▸ **WORK INSTRUCTIONS**: Take the line that contains "the black audi" as the first line and the final line of the records as the last; return exactly those lines and the lines between.
·····
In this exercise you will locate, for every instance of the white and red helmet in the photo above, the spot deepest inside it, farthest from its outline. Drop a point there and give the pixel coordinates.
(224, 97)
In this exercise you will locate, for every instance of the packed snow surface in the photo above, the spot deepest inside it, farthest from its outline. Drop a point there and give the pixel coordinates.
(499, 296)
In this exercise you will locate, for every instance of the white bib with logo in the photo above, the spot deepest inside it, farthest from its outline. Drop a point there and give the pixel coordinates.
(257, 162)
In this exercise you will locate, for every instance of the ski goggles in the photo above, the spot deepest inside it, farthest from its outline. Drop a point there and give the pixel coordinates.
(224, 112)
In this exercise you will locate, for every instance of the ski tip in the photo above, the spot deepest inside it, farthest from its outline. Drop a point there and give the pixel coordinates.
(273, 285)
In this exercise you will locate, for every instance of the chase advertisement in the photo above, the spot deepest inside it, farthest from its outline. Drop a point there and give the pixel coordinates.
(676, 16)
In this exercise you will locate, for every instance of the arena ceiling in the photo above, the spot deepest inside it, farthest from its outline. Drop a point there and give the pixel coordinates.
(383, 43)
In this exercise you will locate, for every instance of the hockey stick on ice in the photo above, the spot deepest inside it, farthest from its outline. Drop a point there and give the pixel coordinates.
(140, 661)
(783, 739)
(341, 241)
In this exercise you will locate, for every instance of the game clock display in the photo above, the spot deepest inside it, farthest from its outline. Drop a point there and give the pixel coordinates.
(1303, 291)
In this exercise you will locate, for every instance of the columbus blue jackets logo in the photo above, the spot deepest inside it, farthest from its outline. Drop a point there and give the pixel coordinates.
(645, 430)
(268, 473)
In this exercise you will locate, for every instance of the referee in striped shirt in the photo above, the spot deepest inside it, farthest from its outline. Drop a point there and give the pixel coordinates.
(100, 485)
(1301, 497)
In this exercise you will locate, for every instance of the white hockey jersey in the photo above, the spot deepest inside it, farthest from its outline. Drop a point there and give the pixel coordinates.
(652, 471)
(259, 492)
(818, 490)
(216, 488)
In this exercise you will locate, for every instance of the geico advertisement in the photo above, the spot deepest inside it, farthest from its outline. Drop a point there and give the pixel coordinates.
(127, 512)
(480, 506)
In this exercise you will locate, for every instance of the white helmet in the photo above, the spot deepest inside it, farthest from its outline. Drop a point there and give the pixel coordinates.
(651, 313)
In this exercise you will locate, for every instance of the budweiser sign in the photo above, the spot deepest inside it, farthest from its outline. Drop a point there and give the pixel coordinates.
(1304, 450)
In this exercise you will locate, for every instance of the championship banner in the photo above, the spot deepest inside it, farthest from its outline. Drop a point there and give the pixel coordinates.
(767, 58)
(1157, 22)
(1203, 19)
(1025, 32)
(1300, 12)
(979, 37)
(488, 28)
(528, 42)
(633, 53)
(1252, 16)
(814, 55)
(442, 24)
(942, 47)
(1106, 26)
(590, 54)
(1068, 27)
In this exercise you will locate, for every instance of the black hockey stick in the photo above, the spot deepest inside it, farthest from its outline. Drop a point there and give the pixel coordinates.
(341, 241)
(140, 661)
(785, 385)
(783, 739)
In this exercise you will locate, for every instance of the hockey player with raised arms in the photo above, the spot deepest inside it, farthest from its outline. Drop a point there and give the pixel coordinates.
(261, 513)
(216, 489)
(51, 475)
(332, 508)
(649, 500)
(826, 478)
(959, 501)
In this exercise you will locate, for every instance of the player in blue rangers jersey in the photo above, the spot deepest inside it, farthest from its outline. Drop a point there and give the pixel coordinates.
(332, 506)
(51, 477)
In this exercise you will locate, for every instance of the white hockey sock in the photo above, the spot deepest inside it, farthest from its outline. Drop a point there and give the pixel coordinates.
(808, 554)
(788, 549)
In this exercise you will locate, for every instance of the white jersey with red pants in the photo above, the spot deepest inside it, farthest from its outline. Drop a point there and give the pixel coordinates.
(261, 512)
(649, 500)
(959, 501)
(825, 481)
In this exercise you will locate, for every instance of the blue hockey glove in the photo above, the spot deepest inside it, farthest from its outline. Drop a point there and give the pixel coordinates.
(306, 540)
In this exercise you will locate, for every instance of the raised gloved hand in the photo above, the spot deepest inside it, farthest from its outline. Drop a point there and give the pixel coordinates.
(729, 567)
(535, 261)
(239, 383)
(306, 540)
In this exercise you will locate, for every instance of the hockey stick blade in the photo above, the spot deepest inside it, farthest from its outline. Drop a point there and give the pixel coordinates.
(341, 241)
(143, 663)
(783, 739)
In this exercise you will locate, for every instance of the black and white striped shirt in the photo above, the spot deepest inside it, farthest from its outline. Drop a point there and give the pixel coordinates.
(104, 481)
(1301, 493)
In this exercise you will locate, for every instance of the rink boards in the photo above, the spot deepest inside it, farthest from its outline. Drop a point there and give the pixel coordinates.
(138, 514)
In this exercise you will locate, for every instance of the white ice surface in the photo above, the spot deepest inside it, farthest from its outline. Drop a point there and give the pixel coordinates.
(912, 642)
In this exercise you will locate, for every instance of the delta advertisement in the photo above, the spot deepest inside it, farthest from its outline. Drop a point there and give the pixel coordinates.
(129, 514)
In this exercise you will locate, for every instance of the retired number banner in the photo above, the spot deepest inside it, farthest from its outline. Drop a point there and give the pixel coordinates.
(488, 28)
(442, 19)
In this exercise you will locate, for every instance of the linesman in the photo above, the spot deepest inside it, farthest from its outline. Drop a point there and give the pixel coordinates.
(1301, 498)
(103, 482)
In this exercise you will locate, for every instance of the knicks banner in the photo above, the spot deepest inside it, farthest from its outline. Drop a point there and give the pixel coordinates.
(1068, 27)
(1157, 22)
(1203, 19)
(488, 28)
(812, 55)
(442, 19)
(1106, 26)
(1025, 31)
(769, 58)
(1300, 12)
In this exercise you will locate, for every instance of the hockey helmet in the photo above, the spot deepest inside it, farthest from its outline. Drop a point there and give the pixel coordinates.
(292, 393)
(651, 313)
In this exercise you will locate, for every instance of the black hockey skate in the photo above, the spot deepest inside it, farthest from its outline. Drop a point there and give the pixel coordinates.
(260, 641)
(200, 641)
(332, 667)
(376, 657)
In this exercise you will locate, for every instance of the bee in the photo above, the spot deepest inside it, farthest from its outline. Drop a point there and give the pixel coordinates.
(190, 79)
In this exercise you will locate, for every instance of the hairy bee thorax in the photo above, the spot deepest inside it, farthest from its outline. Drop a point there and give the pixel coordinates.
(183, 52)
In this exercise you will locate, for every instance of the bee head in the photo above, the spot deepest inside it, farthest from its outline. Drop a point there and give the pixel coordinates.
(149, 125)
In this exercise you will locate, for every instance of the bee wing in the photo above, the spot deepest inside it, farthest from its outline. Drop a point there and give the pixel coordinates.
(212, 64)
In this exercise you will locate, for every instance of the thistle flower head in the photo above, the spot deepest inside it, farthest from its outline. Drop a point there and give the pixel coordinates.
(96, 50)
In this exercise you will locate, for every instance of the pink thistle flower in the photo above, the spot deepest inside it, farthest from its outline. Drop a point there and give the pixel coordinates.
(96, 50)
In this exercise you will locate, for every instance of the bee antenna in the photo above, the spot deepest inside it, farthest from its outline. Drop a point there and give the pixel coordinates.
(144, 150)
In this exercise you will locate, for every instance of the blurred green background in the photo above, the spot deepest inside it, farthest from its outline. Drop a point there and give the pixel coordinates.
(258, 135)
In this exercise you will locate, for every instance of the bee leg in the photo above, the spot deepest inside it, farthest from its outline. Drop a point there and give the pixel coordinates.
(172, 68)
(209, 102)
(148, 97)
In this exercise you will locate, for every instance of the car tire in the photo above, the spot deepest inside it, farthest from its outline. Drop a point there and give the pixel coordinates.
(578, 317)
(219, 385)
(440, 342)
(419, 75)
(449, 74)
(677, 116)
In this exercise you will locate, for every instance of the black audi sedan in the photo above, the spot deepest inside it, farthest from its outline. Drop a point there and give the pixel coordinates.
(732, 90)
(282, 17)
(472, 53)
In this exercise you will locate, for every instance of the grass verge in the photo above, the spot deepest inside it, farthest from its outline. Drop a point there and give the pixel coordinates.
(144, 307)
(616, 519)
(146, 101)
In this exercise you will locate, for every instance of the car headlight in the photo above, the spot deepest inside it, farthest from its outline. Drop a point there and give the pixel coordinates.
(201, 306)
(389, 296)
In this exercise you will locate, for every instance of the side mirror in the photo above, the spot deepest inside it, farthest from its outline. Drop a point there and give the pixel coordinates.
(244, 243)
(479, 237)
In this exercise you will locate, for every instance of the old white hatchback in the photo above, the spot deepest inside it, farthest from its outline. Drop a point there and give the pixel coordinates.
·····
▸ **COMPLETED TASK**:
In this exercise you will locate, for every instance of the black audi sedan in the photo above, the spot deepest inside it, farthest from its outline. Drop a point there and give the pixel coordinates.
(732, 90)
(282, 17)
(472, 53)
In this exercise you will locate, for every instance of the grass verge in the photo above, the spot deepest inside it, farthest from its outline. Drop a point there and give the pixel coordinates.
(144, 307)
(616, 519)
(146, 101)
In this exercise you will locate, for every instance of the car headlight in the photo above, the spot deepest inside it, farthest from its outline. Drop a point there and give the pixel coordinates.
(201, 306)
(389, 296)
In this exercise you will locate, for every instance of the side mirror in the photo above, the spot deepest inside it, farthest from its outline. Drop a point there and give the pixel coordinates.
(244, 243)
(479, 237)
In this exercise you will locate, for every instance of the old white hatchback in the photo above, the spot deepest inside it, farthest from its outline. Drop a point there and give the pixel coordinates.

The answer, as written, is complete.